• About this task
Starting at the first line of the entries below, please return exactly each line up to and including the one with "If you could tag each instance of the blurred"; pictures stay out.

Image point grounding data
===

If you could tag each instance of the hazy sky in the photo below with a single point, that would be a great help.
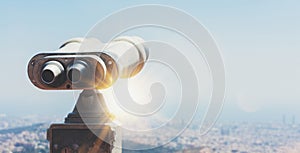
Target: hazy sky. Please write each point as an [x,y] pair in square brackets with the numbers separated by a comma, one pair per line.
[259,42]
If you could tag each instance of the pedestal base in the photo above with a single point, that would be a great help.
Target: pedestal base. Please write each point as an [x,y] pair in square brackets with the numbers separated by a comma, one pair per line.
[80,138]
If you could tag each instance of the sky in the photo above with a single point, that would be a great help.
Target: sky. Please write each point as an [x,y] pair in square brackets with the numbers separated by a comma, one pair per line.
[258,40]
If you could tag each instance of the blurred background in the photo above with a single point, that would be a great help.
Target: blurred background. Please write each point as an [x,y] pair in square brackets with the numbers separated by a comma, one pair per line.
[258,40]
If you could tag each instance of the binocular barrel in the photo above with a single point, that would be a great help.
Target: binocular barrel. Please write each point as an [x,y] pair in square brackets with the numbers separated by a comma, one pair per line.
[123,57]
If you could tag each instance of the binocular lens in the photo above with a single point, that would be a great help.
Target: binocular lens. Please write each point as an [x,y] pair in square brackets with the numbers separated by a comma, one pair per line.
[78,71]
[51,71]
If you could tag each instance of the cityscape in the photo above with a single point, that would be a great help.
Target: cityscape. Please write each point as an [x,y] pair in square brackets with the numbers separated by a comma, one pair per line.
[28,135]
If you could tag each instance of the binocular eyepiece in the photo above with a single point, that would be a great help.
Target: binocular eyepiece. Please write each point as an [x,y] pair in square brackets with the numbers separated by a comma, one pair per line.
[53,72]
[123,57]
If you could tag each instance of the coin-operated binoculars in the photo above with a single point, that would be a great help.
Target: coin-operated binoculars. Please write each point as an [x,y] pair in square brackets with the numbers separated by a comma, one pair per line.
[88,65]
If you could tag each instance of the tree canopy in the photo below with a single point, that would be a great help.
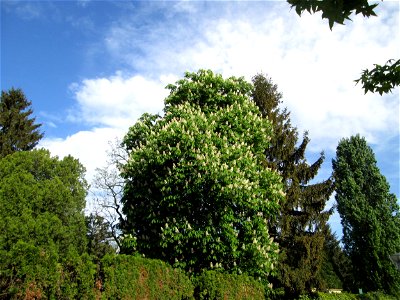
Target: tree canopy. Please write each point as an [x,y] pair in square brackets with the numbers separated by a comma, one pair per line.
[335,11]
[18,131]
[301,227]
[42,226]
[197,193]
[381,79]
[370,216]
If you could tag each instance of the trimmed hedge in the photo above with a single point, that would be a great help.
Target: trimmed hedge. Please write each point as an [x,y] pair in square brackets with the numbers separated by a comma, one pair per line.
[339,296]
[346,296]
[214,285]
[133,277]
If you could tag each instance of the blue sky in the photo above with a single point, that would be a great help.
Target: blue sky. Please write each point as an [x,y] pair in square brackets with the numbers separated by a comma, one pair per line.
[91,68]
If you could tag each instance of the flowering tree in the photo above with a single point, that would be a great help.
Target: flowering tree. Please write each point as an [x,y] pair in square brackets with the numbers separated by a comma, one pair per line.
[197,193]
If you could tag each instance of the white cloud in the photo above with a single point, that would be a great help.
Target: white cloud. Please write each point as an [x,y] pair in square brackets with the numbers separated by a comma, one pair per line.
[314,67]
[90,147]
[117,102]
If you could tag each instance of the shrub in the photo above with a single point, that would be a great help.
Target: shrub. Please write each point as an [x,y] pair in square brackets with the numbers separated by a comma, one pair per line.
[133,277]
[341,296]
[215,285]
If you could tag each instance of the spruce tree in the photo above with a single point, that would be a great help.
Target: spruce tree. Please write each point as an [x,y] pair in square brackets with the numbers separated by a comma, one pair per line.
[302,222]
[18,131]
[370,216]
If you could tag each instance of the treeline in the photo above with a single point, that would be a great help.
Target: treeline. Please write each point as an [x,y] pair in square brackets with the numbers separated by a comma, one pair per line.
[218,188]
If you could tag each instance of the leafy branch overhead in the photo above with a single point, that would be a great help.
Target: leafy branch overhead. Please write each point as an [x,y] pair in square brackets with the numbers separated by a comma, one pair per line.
[336,11]
[381,79]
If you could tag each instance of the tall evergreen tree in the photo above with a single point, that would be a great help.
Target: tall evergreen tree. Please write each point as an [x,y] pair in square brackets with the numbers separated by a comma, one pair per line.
[302,221]
[18,131]
[370,216]
[335,272]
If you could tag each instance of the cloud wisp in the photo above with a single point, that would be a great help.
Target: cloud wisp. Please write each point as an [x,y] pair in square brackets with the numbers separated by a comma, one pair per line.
[313,67]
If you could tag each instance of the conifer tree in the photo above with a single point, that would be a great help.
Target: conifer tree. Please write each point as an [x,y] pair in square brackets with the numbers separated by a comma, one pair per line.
[302,221]
[18,131]
[370,216]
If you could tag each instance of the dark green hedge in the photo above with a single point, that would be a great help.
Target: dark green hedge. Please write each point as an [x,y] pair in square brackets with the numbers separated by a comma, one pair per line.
[346,296]
[214,285]
[133,277]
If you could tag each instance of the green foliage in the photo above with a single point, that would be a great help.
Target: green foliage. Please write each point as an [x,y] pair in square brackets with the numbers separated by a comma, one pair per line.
[99,236]
[377,296]
[301,226]
[335,11]
[336,268]
[338,296]
[347,296]
[18,132]
[42,227]
[132,277]
[197,193]
[381,79]
[215,285]
[370,216]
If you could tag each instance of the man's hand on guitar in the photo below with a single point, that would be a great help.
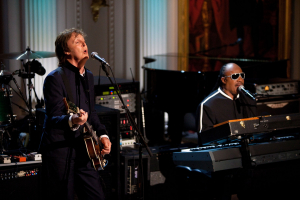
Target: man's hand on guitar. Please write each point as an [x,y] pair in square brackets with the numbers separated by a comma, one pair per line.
[80,118]
[106,146]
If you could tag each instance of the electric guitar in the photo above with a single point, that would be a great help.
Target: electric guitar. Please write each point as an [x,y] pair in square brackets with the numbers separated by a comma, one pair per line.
[91,140]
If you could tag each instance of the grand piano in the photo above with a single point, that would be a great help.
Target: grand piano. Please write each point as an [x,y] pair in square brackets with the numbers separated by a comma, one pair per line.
[179,92]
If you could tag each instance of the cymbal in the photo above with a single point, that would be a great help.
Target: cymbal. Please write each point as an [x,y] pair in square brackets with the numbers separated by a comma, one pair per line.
[28,54]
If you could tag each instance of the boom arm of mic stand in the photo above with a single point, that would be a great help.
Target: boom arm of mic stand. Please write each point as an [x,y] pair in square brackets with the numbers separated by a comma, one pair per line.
[130,117]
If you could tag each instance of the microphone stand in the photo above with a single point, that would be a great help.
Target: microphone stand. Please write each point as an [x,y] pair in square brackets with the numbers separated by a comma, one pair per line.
[135,127]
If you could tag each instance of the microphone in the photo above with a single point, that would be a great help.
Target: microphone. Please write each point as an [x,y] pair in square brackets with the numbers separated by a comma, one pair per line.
[97,57]
[242,88]
[238,41]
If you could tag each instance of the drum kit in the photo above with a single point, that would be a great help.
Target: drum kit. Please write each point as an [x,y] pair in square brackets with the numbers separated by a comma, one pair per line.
[8,122]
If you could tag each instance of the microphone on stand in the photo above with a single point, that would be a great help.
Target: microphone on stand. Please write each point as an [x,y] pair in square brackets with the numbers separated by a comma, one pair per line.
[241,88]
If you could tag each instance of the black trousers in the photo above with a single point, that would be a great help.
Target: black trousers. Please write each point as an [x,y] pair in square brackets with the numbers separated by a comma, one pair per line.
[63,177]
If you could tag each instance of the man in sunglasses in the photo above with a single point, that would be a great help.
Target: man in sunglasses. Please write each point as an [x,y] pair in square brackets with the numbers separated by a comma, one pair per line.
[225,102]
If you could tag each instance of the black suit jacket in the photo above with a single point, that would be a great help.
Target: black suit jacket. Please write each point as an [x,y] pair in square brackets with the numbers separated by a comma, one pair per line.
[58,138]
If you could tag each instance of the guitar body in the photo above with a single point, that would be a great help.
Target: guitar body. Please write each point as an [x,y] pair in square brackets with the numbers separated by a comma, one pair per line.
[91,140]
[94,153]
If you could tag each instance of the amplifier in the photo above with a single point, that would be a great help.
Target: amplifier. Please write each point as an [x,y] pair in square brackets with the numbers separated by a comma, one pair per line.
[106,96]
[111,174]
[21,180]
[130,176]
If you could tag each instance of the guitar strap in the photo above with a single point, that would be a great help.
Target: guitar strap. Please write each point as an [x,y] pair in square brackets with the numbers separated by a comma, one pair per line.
[66,83]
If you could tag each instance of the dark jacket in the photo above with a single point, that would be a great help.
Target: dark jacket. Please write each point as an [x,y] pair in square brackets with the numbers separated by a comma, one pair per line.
[58,138]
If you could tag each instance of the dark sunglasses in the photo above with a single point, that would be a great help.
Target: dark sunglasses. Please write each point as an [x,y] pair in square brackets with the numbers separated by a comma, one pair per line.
[236,75]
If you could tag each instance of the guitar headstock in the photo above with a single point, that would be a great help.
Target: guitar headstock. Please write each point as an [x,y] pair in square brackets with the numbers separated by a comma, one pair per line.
[70,106]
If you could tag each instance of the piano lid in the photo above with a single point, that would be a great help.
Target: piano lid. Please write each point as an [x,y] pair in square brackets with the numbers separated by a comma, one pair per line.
[200,64]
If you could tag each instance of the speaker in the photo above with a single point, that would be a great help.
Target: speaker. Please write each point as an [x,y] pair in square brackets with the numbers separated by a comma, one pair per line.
[131,175]
[110,176]
[21,180]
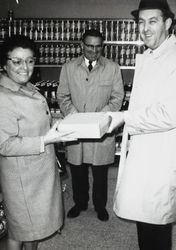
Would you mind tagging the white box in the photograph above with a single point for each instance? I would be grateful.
(85, 125)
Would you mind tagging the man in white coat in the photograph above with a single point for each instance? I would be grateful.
(146, 185)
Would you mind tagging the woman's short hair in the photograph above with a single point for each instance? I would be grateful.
(13, 42)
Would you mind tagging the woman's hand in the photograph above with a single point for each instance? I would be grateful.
(53, 135)
(117, 120)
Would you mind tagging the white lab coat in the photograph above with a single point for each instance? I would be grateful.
(146, 185)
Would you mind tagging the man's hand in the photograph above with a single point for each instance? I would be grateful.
(117, 119)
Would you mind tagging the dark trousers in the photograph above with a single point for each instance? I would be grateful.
(80, 185)
(154, 237)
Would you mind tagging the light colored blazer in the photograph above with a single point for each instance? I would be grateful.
(100, 90)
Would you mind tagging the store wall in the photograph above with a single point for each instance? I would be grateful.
(71, 8)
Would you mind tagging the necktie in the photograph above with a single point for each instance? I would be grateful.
(90, 67)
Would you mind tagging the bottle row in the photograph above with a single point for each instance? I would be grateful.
(66, 30)
(58, 54)
(48, 89)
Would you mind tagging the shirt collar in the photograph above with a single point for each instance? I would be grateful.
(87, 62)
(168, 42)
(81, 60)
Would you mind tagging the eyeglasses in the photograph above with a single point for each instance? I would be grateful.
(18, 62)
(90, 46)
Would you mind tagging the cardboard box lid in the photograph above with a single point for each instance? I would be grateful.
(85, 125)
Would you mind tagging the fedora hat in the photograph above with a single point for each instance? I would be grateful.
(154, 4)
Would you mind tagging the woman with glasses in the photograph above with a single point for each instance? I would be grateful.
(29, 177)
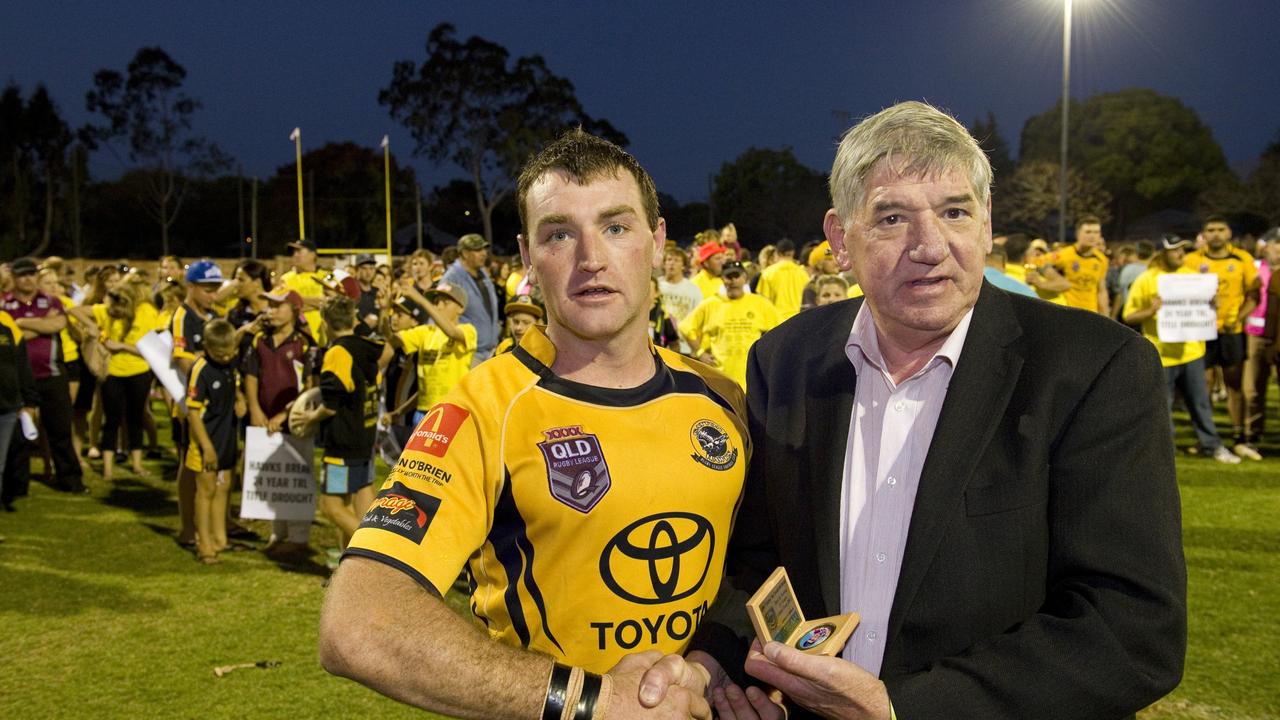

===

• Expected answer
If you could tag each instance of the hazy sky in the photo below with a single point, that would be a great help.
Target: hazy sky. Please write each point as an [x,y] pair in square brackets with the numbers separated by a comma, one pair per line.
[259,42]
If you could tag each instance of the pedestal base in the photo above with a single point, that would be a great help.
Target: pedestal base. Please write each point as an [x,y] pair in square brackets with the numbers separated by a comma, one pair per line.
[80,138]
If you could tag each instance of the sky in the photo above with a single point, that would be a great help.
Target: sky. Please write each point as an [x,y] pair in square brackets with the numbers separated by a comma, one pair per line.
[258,40]
If you could tag each instance of the blurred background in the photo above with a single point, that would be a great help.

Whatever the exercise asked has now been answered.